### [Dataset]
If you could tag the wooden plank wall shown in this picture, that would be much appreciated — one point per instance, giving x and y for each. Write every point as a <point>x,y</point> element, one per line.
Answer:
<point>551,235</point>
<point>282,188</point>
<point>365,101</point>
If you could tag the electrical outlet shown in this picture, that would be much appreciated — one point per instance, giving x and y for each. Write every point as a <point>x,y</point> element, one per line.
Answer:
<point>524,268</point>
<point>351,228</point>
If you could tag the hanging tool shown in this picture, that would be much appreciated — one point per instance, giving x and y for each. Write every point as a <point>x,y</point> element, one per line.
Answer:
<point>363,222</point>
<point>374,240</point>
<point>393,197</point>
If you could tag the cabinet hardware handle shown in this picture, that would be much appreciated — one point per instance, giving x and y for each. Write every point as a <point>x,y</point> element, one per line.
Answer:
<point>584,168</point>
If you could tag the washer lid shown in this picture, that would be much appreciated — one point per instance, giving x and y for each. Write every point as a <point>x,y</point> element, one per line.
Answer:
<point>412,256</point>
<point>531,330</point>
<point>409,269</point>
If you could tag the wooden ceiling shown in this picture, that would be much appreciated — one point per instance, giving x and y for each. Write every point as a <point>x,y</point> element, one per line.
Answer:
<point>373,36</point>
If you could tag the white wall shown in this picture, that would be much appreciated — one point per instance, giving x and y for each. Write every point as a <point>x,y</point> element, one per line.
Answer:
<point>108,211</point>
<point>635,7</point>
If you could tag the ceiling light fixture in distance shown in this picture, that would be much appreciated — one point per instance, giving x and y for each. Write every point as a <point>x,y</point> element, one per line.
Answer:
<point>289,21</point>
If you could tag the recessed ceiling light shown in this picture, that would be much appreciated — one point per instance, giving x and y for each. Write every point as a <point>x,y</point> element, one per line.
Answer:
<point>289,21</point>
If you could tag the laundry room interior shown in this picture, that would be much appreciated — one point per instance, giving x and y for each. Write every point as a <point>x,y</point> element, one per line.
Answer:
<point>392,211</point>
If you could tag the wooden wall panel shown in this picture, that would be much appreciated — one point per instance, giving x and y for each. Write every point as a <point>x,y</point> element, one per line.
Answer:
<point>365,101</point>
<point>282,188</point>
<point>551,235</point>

### [Directions]
Copy out the part of the data that opens with the line containing "If you could tag the laundry" and runs through the last line of the data, requests included. Shift every x and y coordinate in the answers by adding 63 to it.

### [Answer to this exercise]
If you could tag the laundry room interior shown in this picture, that would be much appreciated — one point per instance, giving x and y for each. Write every point as a <point>x,y</point> element, one per line.
Answer:
<point>455,274</point>
If you could tag the wooden wall panel shown in this picture, that would be much appreciated — one point per instance, giving x and y for each. Write every point as a <point>x,y</point> element, one per line.
Answer:
<point>428,164</point>
<point>345,251</point>
<point>614,298</point>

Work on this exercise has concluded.